Неудивительно, что физики и представители других естественных наук были в большом почёте не только в среде интеллигенции, но и в обществе в целом. В газетах и журналах появлялись рассказы о советских ученых, и их замечательных достижениях на благо государства и народа. Если в 30-е и 40-е годы в кино и книгах ученые изображались в основном чудаковатыми и рассеянными старцами, а иногда и просто классово чуждыми, этакими непрактичными и далекими от жизни докторами-айболитами с бородками, то в период оттепели профессия и личность ученого стали приобретать романтический, а порой и героический, но вполне земной оттенок. Именно в это время был снят, наверное, самый лучший советский фильм об ученых «Девять дней одного года».  Тогда же был написан, хотя и не опубликован роман «Белые одежды» Владимира Дудинцева о борьбе генетиков, печатались фантастические произведения братьев Стругацких, сфокусированные на научном познании и прогрессе. Быть ученым становилось если не престижно в современном смысле этого слова, то, безусловно, хорошо и перспективно. Научно-популярные журналы пользовались большим успехом у населения, особенно среди молодежи, и многие молодые люди выбирали науку делом своей жизни. В книге 1958 года «Наука и молодежь», подаренной моему отцу как участнику конференции молодых учёных, я прочитал: «Возрастной состав научных работников Академии неизменно снижается. В 1950 г. средний возраст научных сотрудников составлял 41 год; к 1957 году он уменьшился до 39 лет и намечается тенденция к его дальнейшему снижению».

ЗАДАНИЯ:
(A) Каким, согласно отрывку о советских учёных, был средний возраст научных сотрудников Академии в 1957 году?
(B) Пожалуйста, изложите суть отрывка о советских учёных в двух предложениях.

ПОКАЗАННЫЙ МАТЕРИАЛ:
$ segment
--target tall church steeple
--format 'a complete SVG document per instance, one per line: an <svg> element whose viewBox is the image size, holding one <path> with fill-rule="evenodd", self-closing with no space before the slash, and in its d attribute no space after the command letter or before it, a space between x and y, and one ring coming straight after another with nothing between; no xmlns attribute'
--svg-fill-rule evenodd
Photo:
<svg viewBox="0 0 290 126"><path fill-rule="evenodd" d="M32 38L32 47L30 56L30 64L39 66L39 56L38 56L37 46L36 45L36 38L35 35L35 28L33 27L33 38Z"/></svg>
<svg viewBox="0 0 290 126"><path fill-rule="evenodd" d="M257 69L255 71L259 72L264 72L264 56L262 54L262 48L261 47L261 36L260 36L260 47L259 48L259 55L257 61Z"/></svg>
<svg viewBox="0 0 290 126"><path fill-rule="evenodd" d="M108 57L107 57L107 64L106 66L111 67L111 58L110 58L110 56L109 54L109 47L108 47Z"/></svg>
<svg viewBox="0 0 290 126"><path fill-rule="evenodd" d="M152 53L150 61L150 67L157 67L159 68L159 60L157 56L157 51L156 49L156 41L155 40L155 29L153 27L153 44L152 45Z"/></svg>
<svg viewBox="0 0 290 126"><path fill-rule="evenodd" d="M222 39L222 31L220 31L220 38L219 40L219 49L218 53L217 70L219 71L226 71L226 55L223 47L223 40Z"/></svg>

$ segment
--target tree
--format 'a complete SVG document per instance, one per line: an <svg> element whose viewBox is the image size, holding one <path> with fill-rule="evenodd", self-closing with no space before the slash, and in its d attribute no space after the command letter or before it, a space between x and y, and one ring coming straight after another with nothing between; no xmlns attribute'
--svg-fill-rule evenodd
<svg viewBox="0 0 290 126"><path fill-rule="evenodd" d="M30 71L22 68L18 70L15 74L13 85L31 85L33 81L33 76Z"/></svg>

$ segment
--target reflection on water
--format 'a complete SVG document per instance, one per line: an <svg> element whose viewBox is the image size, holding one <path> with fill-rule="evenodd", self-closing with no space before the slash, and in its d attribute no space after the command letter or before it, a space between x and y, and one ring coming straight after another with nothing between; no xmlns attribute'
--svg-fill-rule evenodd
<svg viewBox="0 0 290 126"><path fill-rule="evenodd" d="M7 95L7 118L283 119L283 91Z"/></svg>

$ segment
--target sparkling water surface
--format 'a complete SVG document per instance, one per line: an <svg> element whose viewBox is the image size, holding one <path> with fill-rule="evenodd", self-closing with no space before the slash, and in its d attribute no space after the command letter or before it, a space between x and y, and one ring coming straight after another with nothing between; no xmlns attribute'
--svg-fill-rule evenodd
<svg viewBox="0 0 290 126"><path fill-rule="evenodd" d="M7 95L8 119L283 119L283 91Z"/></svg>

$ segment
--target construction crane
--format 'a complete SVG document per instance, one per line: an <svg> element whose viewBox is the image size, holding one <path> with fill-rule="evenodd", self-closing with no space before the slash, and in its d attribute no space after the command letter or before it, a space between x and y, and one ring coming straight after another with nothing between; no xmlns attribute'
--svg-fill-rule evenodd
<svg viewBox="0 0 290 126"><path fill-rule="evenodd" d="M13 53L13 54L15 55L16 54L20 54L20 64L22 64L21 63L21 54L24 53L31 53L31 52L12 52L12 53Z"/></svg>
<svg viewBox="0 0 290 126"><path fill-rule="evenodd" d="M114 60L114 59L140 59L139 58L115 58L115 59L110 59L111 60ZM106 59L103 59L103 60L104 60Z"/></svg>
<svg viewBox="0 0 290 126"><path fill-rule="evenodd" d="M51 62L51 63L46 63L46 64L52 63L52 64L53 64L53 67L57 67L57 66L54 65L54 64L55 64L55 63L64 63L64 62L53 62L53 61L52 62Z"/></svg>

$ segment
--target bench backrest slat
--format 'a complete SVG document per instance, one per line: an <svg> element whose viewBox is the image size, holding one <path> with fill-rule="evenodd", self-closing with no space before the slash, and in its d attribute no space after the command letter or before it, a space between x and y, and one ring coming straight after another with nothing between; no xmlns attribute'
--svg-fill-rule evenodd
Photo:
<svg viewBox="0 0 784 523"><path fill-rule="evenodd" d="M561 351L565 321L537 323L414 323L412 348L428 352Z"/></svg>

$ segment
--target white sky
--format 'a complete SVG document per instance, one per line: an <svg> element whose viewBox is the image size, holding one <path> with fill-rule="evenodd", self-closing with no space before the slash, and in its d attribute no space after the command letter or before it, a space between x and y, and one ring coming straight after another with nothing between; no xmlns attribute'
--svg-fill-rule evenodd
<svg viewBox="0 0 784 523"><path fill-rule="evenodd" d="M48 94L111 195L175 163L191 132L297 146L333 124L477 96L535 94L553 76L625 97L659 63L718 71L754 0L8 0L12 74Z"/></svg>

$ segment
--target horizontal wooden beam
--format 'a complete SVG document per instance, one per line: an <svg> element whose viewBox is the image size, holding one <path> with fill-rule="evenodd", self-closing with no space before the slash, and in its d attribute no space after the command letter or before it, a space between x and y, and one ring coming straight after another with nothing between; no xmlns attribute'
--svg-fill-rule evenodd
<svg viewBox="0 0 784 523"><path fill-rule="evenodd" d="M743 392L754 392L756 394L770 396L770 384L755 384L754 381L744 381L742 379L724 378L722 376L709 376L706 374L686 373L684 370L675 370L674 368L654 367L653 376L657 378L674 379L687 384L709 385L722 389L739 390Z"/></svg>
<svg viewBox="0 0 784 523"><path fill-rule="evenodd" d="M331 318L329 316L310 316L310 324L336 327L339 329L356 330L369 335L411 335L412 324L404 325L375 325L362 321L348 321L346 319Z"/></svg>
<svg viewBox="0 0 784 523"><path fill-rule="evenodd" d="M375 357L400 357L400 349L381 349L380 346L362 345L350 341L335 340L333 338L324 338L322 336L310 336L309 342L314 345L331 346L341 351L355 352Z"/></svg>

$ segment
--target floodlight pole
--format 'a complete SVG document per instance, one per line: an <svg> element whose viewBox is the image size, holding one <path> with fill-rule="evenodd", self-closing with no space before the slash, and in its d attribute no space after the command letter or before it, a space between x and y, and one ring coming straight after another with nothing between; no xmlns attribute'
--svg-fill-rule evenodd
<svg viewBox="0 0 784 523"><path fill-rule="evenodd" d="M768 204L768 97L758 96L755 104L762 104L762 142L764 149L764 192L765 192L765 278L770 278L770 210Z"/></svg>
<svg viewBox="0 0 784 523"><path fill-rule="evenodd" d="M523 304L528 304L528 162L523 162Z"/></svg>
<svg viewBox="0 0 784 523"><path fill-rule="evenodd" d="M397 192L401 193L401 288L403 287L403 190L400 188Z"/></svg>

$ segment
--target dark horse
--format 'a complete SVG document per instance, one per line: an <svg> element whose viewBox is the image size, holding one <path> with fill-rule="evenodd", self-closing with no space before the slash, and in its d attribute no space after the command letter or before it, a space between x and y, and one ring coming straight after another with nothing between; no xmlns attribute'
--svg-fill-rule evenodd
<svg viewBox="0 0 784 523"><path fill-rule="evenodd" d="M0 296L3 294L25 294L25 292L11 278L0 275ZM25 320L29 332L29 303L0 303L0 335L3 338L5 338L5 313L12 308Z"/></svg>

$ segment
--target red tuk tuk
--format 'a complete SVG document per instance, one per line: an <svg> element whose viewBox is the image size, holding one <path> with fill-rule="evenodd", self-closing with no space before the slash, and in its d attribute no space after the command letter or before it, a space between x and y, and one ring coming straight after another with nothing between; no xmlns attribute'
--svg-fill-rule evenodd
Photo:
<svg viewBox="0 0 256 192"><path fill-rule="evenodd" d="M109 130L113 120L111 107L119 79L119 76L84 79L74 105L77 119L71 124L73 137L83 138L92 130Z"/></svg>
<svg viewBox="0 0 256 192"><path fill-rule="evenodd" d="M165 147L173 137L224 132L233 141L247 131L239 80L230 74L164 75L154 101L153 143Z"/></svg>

ОТВЕТЫ К УПРАЖНЕНИЮ:
(A) 39 лет.

(B) В период оттепели физики и другие представители естественных наук пользовались большим почётом, а образ учёного в кино и книгах стал романтическим, порой героическим, но вполне земным, тогда как в 30-е и 40-е годы учёных изображали в основном чудаковатыми и рассеянными старцами. Быть учёным стало хорошо и перспективно, научно-популярные журналы имели большой успех, особенно у молодёжи, многие молодые люди выбирали науку делом жизни, а средний возраст научных сотрудников Академии снижался.